DOCUMENT TEXT —
After a light cleaning by museum conservators, the new painting will go on display in early April and will be shown alongside the Gauguin sculpture depicting a man's head with horns. There is some speculation that the sculpture might even be a self-portrait, as it bears a certain resemblance to the artist. But what intrigues me personally are the parallels between this painting and another sculpture by Gauguin, a darkly colored stoneware portrait of a woman from Martinique which is currently on view at the Getty Villa as part of the exhibition The Color of Life.
I wonder, what would it take to move this stoneware sculpture from the Getty Villa in Malibu to the Getty Center in Brentwood? The piece is on loan from the Glyptotek in Copenhagen, and a friendly call to this museum might get permission to extend the loan of the sculpture for another month or two. Just imagine seeing the newly acquired painting exhibited next to not one but two Gauguin sculptures. Surely, it's nearly impossible to cut through all that red tape on such short notice, but why not dream? And, as long as we're dreaming, here is another one...Why not try to organize an exhibition of Gauguin works from various southern California museums such as LACMA, the Hammer, the Norton Simon and the Getty? It would not only be a crowd-pleaser, but it would also show the possibilities for collaboration among local cultural institutions. Meanwhile, I allowed myself the indiscretion of putting the three above-mentioned works by Gauguin together in a virtual exhibition which you can view by visiting the Art Talk page on the KCRW website.

GIVEN ENTRIES —

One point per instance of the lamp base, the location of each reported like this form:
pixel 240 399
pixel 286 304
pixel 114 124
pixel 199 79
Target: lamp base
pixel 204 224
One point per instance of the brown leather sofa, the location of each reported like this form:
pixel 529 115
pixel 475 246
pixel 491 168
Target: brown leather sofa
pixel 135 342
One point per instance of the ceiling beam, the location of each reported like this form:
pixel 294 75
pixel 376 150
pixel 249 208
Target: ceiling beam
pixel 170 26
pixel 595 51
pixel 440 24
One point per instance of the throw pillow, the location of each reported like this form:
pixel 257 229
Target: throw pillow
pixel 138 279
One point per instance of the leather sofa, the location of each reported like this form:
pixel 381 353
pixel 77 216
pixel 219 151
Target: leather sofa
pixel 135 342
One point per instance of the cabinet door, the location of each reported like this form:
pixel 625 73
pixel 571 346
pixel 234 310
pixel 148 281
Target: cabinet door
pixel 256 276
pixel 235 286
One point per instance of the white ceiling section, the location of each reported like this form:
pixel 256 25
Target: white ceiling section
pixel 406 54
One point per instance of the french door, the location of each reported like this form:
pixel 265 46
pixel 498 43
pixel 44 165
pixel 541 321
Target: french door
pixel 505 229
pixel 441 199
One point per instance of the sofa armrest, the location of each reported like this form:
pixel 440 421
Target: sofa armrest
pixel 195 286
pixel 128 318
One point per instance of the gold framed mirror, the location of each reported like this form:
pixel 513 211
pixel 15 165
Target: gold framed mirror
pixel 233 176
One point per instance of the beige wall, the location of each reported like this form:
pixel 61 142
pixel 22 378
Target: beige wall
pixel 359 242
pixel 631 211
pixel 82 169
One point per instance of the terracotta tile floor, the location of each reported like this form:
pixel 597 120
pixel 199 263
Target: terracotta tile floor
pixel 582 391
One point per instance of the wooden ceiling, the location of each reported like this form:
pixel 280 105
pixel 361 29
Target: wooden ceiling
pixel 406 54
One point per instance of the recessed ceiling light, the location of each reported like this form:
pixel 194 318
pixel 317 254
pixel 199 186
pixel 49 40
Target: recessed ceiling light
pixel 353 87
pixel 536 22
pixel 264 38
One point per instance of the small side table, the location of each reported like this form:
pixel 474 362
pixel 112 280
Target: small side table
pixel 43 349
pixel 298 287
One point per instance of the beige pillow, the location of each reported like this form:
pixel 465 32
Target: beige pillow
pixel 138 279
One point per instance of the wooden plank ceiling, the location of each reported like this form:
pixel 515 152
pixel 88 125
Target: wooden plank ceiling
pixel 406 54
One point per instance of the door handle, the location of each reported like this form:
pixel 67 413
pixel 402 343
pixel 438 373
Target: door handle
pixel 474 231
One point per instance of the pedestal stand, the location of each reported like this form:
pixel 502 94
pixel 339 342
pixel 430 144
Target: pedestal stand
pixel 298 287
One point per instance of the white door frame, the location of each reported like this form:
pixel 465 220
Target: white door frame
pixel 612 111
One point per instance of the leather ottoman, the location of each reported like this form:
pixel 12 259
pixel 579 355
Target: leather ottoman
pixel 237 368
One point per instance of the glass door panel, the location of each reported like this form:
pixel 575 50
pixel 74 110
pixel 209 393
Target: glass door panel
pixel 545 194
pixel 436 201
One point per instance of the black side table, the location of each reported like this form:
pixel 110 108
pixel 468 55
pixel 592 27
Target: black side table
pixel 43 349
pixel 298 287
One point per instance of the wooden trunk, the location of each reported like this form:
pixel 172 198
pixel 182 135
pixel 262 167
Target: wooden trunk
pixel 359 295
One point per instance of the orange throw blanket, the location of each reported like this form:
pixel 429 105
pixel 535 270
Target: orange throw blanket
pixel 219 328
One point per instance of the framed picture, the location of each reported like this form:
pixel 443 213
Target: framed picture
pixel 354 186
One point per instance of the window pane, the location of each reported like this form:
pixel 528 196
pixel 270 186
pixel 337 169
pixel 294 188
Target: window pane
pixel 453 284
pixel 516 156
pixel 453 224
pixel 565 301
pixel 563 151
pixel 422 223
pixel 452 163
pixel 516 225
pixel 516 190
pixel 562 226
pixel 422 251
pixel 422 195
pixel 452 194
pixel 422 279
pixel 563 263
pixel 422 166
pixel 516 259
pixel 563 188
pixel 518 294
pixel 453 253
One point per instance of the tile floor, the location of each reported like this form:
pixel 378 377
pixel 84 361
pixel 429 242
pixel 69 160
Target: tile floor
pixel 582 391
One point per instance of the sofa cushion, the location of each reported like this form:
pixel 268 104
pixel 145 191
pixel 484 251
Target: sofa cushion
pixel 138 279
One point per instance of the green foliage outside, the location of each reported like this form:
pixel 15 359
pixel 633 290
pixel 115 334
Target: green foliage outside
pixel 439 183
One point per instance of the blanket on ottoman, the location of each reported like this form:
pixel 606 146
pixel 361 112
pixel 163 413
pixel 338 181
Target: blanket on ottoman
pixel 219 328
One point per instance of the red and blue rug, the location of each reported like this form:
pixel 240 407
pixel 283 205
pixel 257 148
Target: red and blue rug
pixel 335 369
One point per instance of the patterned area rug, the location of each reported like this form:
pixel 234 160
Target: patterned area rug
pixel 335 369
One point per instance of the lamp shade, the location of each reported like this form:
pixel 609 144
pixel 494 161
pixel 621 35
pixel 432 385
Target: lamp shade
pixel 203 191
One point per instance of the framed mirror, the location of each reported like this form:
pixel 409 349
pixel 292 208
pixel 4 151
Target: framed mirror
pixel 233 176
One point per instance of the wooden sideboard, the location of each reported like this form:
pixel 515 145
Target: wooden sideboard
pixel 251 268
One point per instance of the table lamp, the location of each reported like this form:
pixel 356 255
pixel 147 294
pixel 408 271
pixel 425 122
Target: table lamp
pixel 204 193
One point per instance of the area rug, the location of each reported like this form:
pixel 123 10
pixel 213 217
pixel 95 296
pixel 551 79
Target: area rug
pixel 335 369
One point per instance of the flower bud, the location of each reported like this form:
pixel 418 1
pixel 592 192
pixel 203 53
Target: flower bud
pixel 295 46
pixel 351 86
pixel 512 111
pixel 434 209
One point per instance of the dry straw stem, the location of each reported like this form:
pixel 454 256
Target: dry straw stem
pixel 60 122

GIVEN EXERCISE — Continue the commentary on the Getty's new Gauguin painting from its last sentence.

EXPECTED ANSWER —
You may remember that a few months ago, another work by Gauguin was in the news, but it was for all the wrong reasons. The ceramic sculpture of a faun belonging to the Chicago Art Institute was discovered to be a fake, manufactured not very long ago by crafty British forgers. Looking at its reproduction, I'm struck by its obvious falseness but, hey, it's easy to be smart in hindsight.
Seventy years ago, everyone in the museum world was duped by the skillful forger Van Meegeren and his supposed discovery of Vermeer paintings. Today, you look at those so-called Vermeers and laugh at the improbability that anyone could be fooled so easily. But that was not the first and I'm sorry to say, not the last time that museum experts will have to eat humble pie.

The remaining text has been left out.